→ DOCUMENT EXTRACT
BEGIN
There is much that is surprising and interesting and fascinating in Paul Kriwaczek’s 2010 book Babylon: Mesopotamia and the Birth of Civilization.
And much in Kriwaczek’s storytelling that is infuriating.
It is astonishing that the civilization that rose up in Mesopotamia in about 3000 BC lasted through various permutations until 539 BC existed for roughly 2,500 years — or as many years as have elapsed since its fall. Or, as Kriwaczek writes:
If history, as by most definitions, begins with writing, then the birth, rise and fall of ancient Mesopotamia occupies fully half of all history….
Throughout [its 2,500 years] — the same span as takes us from the classical age of Greece, through the rise and fall of Rome, of Byzantium, of the Islamic Khalifate, of the Renaissance, of the European empires, to the present day — Mesopotamia preserved a single civilization, using one unique system of writing, cuneiform, from beginning to end; and with a single, continuously evolving literary, artistic, iconographic, mathematical, scientific, and religious tradition.
END
(Saved data entries)
BEGIN
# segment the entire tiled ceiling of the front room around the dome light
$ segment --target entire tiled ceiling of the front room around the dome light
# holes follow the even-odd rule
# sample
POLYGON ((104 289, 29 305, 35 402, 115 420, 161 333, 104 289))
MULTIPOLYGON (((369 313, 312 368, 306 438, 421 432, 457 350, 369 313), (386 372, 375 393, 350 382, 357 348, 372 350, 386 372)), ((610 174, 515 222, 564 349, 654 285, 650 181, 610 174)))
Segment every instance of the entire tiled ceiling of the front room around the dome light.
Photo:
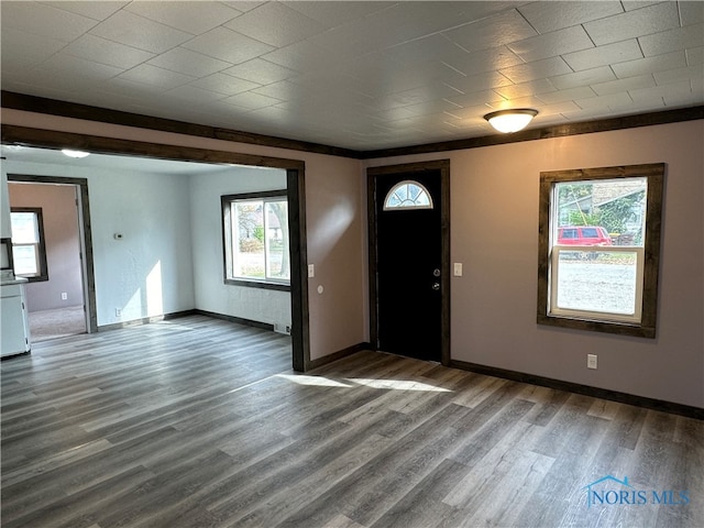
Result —
POLYGON ((1 1, 0 9, 3 89, 331 145, 486 135, 482 117, 493 108, 535 107, 537 128, 704 103, 704 2, 1 1), (672 24, 674 7, 682 28, 649 33, 672 24), (597 41, 618 42, 583 50, 594 43, 582 24, 597 41), (277 46, 304 40, 276 48, 242 33, 277 46))

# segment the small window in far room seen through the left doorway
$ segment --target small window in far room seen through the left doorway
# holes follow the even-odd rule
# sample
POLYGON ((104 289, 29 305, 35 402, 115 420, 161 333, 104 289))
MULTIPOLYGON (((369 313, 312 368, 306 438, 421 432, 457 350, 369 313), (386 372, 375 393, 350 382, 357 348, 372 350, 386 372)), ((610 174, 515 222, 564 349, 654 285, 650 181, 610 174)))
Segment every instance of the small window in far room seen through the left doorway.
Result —
POLYGON ((30 282, 48 280, 42 209, 12 208, 10 221, 14 275, 30 282))

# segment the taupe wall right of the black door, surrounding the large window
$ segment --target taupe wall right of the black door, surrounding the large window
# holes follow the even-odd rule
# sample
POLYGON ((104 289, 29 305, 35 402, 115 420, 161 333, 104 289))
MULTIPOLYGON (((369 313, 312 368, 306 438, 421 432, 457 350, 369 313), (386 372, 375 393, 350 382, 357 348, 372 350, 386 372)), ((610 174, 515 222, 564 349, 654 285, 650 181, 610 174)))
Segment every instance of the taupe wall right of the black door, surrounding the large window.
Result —
POLYGON ((452 359, 704 407, 704 121, 369 165, 451 160, 452 359), (536 323, 541 170, 667 164, 658 337, 536 323), (598 369, 586 369, 586 354, 598 369))

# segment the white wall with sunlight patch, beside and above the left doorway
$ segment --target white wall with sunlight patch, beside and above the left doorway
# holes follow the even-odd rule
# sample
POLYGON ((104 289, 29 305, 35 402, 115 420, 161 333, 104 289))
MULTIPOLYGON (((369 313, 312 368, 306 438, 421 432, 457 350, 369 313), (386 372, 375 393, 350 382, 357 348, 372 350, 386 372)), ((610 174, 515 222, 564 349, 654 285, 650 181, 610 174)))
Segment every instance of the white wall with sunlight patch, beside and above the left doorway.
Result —
POLYGON ((3 163, 10 174, 88 180, 99 327, 194 308, 188 176, 3 163))

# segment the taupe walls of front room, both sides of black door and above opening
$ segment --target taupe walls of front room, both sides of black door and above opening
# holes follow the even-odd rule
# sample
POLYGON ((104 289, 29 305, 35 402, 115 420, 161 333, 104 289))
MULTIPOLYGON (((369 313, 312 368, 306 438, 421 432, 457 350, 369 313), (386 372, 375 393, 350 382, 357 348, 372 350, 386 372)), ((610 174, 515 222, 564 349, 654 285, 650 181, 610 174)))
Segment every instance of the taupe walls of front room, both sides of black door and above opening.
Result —
POLYGON ((452 279, 454 360, 704 408, 702 120, 365 163, 7 109, 3 121, 305 161, 308 261, 317 273, 308 292, 311 359, 369 340, 365 163, 449 157, 451 260, 464 264, 464 276, 452 279), (540 172, 658 162, 668 164, 658 338, 538 326, 540 172), (598 354, 598 370, 586 369, 587 353, 598 354))

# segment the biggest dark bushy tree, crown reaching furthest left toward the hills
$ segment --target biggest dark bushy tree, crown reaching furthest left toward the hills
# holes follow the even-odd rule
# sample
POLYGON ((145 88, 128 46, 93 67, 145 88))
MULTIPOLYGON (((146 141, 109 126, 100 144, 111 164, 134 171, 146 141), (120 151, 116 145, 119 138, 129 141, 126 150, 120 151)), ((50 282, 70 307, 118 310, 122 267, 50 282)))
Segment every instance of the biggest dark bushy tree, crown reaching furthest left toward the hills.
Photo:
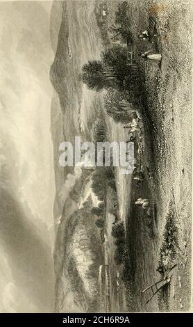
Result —
POLYGON ((81 78, 87 87, 96 91, 121 88, 127 74, 127 49, 115 45, 101 54, 101 61, 89 61, 82 68, 81 78))

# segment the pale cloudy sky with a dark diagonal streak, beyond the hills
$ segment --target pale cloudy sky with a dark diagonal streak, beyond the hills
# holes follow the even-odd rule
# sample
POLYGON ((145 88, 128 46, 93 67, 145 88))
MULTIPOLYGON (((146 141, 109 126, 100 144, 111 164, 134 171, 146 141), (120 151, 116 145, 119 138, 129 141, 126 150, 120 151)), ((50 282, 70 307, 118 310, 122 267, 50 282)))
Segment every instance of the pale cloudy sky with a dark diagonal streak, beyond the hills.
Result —
POLYGON ((54 301, 51 1, 0 1, 0 312, 54 301))

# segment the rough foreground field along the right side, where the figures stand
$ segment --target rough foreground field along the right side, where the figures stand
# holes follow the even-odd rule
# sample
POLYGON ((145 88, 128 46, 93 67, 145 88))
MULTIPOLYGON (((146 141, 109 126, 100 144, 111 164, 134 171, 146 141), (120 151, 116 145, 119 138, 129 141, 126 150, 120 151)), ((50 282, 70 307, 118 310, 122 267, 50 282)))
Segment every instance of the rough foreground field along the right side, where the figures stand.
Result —
MULTIPOLYGON (((134 42, 135 60, 142 78, 144 125, 143 165, 153 172, 141 188, 117 171, 117 194, 121 219, 126 225, 128 250, 133 271, 135 311, 189 310, 191 260, 191 167, 192 167, 192 14, 191 1, 127 1, 134 42), (139 40, 153 17, 160 36, 153 44, 139 40), (138 52, 151 49, 162 54, 162 63, 144 62, 138 52), (157 215, 151 219, 135 209, 137 198, 156 201, 157 215), (142 289, 160 279, 158 262, 164 239, 169 204, 172 203, 178 233, 176 259, 169 295, 145 304, 151 294, 142 289)), ((112 11, 114 7, 112 8, 112 11)), ((110 17, 113 17, 111 13, 110 17)), ((126 140, 118 124, 109 122, 110 139, 126 140), (113 126, 113 128, 111 128, 113 126)))

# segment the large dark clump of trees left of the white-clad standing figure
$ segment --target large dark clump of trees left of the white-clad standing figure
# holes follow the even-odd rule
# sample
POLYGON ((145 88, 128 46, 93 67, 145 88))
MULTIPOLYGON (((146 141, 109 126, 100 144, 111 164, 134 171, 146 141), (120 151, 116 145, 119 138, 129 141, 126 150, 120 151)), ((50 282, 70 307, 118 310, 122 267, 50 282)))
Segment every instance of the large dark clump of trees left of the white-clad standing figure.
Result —
POLYGON ((128 65, 128 41, 131 41, 131 22, 128 3, 119 3, 115 24, 110 33, 114 43, 101 52, 100 61, 89 61, 82 68, 81 79, 88 88, 97 92, 106 89, 105 107, 115 122, 127 122, 131 111, 140 104, 140 74, 136 67, 128 65), (121 44, 125 43, 124 45, 121 44))

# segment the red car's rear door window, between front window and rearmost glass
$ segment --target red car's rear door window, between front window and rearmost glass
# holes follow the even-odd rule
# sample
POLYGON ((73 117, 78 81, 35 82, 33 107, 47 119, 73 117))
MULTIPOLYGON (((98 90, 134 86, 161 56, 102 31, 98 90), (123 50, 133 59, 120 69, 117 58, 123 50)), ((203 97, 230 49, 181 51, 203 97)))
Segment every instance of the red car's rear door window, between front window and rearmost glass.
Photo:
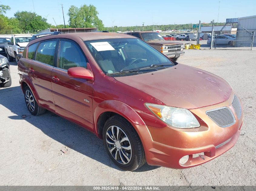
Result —
POLYGON ((36 61, 53 66, 53 55, 57 40, 41 42, 36 53, 36 61))

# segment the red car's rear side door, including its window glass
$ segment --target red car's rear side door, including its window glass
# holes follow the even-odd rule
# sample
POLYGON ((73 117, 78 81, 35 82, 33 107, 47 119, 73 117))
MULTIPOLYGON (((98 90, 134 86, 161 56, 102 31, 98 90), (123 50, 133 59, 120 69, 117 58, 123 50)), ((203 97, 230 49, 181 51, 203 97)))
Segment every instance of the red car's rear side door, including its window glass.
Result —
POLYGON ((39 97, 39 103, 54 111, 52 94, 52 69, 58 40, 45 40, 28 47, 28 72, 39 97), (33 55, 34 54, 34 55, 33 55))

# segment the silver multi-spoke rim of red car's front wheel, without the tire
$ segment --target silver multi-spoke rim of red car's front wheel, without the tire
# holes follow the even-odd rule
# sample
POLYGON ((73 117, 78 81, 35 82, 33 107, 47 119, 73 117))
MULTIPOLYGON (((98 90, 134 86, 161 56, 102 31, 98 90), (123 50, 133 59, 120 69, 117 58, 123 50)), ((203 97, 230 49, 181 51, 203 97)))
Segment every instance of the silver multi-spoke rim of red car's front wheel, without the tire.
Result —
POLYGON ((106 132, 108 150, 120 164, 131 161, 131 143, 125 132, 118 126, 110 126, 106 132))

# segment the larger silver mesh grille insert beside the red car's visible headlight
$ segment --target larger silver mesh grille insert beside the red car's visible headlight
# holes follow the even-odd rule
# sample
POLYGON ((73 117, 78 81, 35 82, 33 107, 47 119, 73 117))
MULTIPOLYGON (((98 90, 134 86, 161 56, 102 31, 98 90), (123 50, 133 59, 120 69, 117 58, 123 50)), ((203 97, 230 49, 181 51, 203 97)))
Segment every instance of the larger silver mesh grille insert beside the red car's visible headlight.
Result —
POLYGON ((235 117, 228 107, 208 110, 205 113, 220 127, 229 127, 235 123, 235 117))

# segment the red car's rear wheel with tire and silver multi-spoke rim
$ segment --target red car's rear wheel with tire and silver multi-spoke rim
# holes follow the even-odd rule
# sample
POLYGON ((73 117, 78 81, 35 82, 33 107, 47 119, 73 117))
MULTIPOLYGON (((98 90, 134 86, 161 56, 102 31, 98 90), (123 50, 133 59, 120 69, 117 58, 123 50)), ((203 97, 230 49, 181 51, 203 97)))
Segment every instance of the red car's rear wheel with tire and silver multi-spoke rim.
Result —
POLYGON ((25 87, 24 98, 25 98, 25 103, 28 108, 28 111, 32 115, 41 115, 41 114, 45 113, 45 109, 38 106, 38 104, 35 100, 35 97, 32 94, 32 91, 30 90, 30 88, 28 86, 25 87), (33 107, 34 107, 34 109, 33 109, 33 107))

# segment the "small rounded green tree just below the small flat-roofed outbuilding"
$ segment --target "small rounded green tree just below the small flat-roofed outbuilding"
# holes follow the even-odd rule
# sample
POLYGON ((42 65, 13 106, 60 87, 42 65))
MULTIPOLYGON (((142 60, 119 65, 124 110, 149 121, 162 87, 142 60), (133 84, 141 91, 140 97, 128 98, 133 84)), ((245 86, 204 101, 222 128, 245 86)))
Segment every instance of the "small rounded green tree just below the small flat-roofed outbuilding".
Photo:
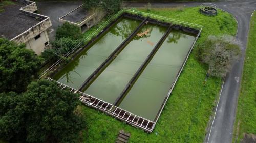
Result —
POLYGON ((76 40, 80 39, 81 36, 82 32, 78 26, 66 22, 57 28, 55 39, 58 40, 60 38, 68 37, 73 40, 76 40))

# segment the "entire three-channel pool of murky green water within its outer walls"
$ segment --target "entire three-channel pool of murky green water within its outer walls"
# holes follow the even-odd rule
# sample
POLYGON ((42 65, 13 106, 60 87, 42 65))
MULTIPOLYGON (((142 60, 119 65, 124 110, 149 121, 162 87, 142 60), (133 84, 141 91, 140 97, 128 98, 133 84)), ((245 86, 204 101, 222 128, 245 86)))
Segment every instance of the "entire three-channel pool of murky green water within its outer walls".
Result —
MULTIPOLYGON (((138 19, 121 18, 53 79, 150 120, 153 125, 198 31, 143 17, 138 19), (122 48, 116 52, 120 46, 122 48), (157 50, 153 50, 156 47, 157 50), (94 74, 98 71, 96 69, 100 71, 94 74), (87 82, 88 79, 91 81, 87 82)), ((138 126, 137 123, 135 126, 138 126)))

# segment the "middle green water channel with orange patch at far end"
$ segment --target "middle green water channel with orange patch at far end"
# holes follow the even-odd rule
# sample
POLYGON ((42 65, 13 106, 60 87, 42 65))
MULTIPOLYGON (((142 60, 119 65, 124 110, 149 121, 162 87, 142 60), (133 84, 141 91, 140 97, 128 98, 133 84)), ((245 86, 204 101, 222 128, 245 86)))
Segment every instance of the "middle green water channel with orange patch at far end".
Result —
MULTIPOLYGON (((167 28, 146 24, 119 55, 85 90, 103 101, 114 103, 167 28)), ((130 104, 133 106, 133 103, 130 104)))

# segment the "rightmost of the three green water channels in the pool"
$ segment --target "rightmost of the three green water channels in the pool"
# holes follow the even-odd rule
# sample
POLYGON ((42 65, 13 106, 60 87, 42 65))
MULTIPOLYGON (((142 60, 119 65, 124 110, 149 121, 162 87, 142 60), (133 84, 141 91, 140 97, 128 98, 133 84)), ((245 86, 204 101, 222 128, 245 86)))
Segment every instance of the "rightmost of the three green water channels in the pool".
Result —
POLYGON ((154 121, 194 40, 194 36, 171 30, 119 107, 154 121))

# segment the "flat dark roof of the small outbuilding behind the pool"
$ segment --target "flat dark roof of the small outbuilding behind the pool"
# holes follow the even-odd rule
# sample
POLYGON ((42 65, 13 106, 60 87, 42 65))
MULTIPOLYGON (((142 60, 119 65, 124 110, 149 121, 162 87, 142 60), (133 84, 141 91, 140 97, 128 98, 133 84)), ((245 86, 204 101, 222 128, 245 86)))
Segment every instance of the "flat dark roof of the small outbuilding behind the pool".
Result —
POLYGON ((61 19, 79 24, 89 16, 90 14, 88 13, 88 10, 84 9, 81 5, 78 8, 71 11, 70 13, 68 13, 67 15, 61 17, 61 19))

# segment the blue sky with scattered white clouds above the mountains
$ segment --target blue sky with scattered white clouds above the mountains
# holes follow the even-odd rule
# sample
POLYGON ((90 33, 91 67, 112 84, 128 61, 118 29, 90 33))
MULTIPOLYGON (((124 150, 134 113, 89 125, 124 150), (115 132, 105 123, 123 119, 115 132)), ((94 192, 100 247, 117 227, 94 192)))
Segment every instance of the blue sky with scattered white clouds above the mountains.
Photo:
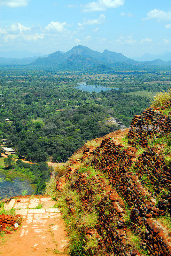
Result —
POLYGON ((0 51, 171 51, 170 0, 0 0, 0 51))

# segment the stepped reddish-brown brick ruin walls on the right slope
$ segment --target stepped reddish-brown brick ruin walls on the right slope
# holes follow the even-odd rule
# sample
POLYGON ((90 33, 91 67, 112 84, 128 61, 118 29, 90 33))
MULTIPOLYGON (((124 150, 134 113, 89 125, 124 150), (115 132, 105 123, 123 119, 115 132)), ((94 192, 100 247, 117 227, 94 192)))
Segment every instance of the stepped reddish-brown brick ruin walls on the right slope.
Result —
MULTIPOLYGON (((171 232, 160 222, 160 218, 171 212, 171 168, 165 162, 163 145, 157 148, 148 145, 150 139, 170 131, 170 116, 171 113, 162 115, 159 108, 149 108, 133 118, 128 132, 129 146, 108 138, 96 149, 84 150, 81 162, 91 159, 91 165, 100 174, 91 176, 89 171, 68 169, 65 181, 78 193, 84 210, 91 212, 94 207, 98 212, 96 227, 84 230, 85 237, 97 237, 93 255, 171 255, 171 232), (144 148, 143 154, 137 154, 139 145, 144 148), (101 200, 94 204, 97 194, 101 200), (131 242, 131 234, 140 238, 139 250, 131 242)), ((60 179, 57 189, 62 189, 60 179)), ((66 201, 74 214, 72 198, 66 201)))

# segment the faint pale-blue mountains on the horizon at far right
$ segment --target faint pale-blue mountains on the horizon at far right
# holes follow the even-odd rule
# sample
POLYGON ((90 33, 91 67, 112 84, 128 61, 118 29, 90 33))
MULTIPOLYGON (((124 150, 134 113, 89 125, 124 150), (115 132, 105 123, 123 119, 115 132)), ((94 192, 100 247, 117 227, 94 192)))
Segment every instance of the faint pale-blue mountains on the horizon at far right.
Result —
POLYGON ((156 60, 158 58, 160 58, 163 61, 169 61, 169 60, 171 60, 171 52, 166 51, 166 52, 163 52, 163 53, 160 53, 160 54, 155 54, 155 55, 152 55, 150 53, 146 53, 141 57, 134 57, 133 59, 137 60, 137 61, 153 61, 153 60, 156 60))

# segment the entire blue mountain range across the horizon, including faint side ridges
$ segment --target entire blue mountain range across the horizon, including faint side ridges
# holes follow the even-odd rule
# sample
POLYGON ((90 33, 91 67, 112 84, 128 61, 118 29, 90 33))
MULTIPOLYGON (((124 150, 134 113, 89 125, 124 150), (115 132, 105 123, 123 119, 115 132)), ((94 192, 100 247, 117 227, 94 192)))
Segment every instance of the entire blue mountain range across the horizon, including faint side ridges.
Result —
MULTIPOLYGON (((18 54, 17 56, 23 56, 22 54, 27 54, 28 56, 28 54, 31 55, 33 53, 29 51, 22 51, 20 53, 18 51, 17 53, 15 51, 15 54, 18 54)), ((115 67, 136 66, 138 68, 171 65, 171 52, 167 52, 161 56, 158 55, 155 60, 147 61, 133 60, 127 58, 122 53, 110 52, 108 50, 105 50, 103 53, 97 52, 82 45, 75 46, 67 52, 57 51, 49 55, 40 55, 42 53, 36 54, 39 54, 39 56, 31 56, 27 58, 0 57, 0 65, 27 65, 28 67, 57 68, 58 70, 86 70, 89 68, 94 70, 110 70, 115 67), (159 58, 164 55, 167 55, 167 62, 159 58)))

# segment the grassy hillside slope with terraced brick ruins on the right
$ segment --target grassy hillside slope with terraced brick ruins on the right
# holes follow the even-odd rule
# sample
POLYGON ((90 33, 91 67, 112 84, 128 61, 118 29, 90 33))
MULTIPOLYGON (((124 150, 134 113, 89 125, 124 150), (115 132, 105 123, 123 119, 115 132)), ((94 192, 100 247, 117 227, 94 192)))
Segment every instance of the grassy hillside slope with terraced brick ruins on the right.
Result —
END
→ WHAT THE EXERCISE ASKS
Continue the review of the book on ancient Mesopotamia from its last sentence.

→ TASK ANSWER
This is Kriwaczek at his best — stepping back and seeing Mesopotamia’s place in the 5,000-year sweep of history and communicating that insight to his readers. It’s breath-taking to consider that one rich culture — one (diverse) people in one place on Earth — lasted so long and was dominant for so long.
However, an example of the writer at his worst is this sentence that opens the final chapter of Babylon:
An Assyrian scholar, writer of epics and annals for the royal household, like the compiler of the Chronicle of Tiglath-Pileser II that is inscribed on a reddish clay table the top part of which now lies in the British Museum, labeled K3751, steeped in the lore of Mesopotamia’s past, convinced of his civilization’s superiority over all other ways of life, and observing that Aramaic speakers were now promising to become a majority among the empire’s population, might have consoled himself with the thought that this was nothing new.
In Babylon, Kriwaczek loves wordiness and long, convoluted — and often perplexing — sentences, paragraphs and chapters.
This is also an example of his delight in dropping in tangential ideas into a sentence, paragraph or chapter, to wit: “like the compiler of the Chronicle of Tiglath-Pileser II that is inscribed on a reddish clay table the top part of which now lies in the British Museum, labeled K3751.” Did the reader really need to know the label number?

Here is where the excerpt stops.